● TASK BRIEF
Take the line that contains "Identify the concrete" as the first line and the final line of the records as the last; return exactly those lines and the lines between.

● ENTRIES
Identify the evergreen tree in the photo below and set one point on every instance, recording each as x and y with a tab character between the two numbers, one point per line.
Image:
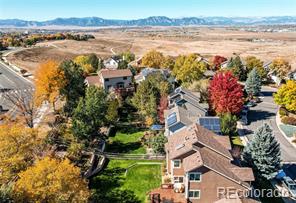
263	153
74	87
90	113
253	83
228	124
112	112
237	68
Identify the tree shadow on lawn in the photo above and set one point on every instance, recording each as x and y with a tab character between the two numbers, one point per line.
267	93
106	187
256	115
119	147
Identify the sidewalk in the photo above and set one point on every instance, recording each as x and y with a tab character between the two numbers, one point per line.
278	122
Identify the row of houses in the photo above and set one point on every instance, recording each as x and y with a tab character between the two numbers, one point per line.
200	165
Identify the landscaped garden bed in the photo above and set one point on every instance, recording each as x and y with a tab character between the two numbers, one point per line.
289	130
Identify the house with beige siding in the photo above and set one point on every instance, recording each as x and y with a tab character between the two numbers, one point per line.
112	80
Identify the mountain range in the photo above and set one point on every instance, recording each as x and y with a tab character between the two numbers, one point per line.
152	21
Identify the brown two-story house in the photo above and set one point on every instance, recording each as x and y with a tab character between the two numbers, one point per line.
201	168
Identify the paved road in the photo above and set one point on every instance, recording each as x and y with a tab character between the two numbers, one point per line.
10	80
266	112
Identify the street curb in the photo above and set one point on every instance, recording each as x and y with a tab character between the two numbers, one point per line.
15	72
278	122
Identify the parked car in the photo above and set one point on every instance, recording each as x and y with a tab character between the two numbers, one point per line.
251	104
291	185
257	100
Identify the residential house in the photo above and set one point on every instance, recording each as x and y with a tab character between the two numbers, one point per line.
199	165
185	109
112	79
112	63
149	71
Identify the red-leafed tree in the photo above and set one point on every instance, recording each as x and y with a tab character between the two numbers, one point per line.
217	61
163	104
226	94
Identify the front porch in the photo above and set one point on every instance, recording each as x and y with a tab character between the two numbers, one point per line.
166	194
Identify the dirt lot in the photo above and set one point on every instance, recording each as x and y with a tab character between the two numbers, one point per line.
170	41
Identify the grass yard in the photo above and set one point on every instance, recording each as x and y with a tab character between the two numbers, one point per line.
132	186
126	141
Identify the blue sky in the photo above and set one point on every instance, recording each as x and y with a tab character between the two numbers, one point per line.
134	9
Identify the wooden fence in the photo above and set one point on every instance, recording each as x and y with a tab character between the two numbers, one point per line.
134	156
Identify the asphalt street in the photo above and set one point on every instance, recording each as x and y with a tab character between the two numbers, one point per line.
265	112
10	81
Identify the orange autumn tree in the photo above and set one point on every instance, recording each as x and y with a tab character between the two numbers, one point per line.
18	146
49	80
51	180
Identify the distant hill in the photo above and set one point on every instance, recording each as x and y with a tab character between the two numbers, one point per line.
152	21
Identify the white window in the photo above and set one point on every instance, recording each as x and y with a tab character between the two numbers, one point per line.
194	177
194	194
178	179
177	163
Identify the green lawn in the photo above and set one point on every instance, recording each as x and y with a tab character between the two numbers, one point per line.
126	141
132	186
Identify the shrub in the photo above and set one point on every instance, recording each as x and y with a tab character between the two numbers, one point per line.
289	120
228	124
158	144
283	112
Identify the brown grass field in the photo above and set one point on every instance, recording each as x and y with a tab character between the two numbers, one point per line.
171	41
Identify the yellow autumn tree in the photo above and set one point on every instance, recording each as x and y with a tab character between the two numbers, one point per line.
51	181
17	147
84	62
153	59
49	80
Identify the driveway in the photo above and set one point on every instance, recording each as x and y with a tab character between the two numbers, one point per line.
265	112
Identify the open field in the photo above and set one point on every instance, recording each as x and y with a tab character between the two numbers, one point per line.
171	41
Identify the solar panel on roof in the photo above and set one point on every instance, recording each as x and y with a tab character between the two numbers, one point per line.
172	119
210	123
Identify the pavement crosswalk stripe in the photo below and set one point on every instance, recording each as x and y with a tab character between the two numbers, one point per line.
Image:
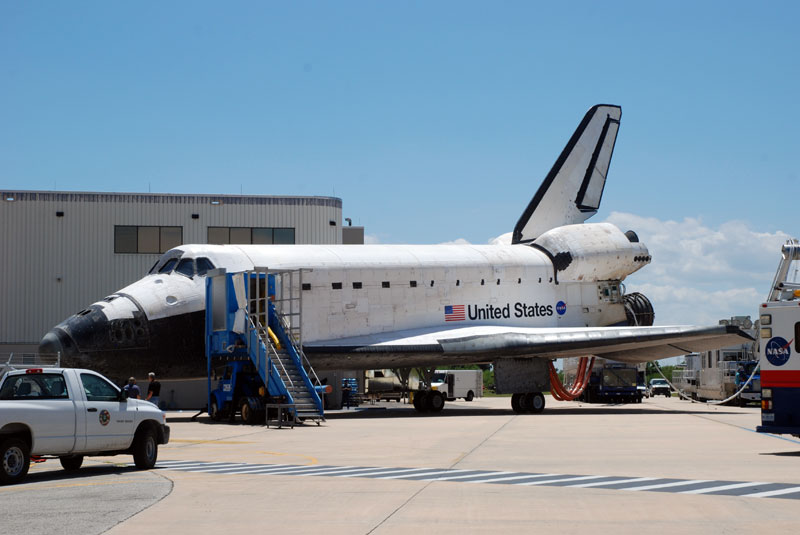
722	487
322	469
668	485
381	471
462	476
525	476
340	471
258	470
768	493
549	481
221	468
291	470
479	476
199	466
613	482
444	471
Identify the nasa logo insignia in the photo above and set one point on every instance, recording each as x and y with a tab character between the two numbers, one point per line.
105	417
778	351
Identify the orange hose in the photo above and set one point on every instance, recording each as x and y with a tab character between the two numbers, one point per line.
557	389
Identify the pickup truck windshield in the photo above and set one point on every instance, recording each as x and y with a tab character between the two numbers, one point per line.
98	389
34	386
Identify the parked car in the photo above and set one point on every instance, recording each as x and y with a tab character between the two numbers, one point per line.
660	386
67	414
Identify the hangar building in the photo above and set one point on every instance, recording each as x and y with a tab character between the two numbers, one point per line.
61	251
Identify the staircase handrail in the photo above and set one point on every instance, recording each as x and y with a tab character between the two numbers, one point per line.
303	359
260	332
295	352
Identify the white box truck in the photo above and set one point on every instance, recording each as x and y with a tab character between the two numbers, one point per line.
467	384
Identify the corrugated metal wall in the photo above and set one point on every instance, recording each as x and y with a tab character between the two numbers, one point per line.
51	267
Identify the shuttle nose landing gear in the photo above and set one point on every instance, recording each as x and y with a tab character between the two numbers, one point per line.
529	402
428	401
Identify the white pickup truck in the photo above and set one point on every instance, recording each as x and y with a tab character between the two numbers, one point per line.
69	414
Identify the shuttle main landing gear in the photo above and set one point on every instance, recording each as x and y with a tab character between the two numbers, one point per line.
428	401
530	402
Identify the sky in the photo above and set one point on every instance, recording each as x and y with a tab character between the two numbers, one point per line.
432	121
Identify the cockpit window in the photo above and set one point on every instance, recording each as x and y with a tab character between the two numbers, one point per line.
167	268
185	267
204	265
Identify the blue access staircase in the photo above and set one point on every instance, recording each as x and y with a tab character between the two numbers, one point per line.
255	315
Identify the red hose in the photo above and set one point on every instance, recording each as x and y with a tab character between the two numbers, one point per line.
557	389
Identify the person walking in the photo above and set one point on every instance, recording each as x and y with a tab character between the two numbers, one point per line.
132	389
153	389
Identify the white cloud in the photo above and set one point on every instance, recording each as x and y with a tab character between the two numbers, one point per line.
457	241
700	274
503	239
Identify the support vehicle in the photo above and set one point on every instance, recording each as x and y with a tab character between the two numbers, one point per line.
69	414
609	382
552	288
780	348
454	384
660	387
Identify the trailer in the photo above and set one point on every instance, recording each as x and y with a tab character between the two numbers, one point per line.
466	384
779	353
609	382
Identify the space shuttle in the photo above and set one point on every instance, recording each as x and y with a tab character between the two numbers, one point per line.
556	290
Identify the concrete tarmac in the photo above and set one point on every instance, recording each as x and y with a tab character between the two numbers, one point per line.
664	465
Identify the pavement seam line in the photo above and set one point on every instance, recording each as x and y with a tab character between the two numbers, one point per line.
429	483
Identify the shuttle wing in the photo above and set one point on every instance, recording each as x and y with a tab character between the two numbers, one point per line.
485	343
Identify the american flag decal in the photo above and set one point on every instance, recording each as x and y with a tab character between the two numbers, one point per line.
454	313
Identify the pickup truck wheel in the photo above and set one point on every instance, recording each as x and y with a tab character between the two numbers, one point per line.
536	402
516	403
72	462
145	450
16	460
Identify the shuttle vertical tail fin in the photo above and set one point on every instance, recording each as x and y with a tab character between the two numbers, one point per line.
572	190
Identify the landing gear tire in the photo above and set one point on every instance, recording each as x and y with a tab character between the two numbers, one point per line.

● FULL RESPONSE
Identify the concrete tarmac in the photo above and set one point on every instance, recording each as x and y with a tab character between the two numbers, one point per line.
664	465
Identify the pavement seam line in the photo above and set one point on every instance, recording each as x and y with a tab character between the two numbers, one point per line.
429	483
Identify the shuttle wing in the photo above and set one point on every instance, recording each as x and y with a tab character between the two numbers, one point per line.
485	343
Identify the american flag decal in the photo above and set one point on every instance, recording each as x and y with a tab character between the two numbers, one point per line.
454	313
Identify the pickup truck wheel in the photo above and set one point on every instance, recording each as x and y with a tab character between the two numbers, one point per line.
536	402
516	403
72	462
145	450
16	460
Identify the shuttle vertical tail fin in the photo above and set one point on every instance, recording each as x and y with a tab character between the two numbers, one point per line.
572	190
Identify the landing gear tire in the photo above and set one point on every instance, recording each as x and y with a tab character between the two numbers, one point per line.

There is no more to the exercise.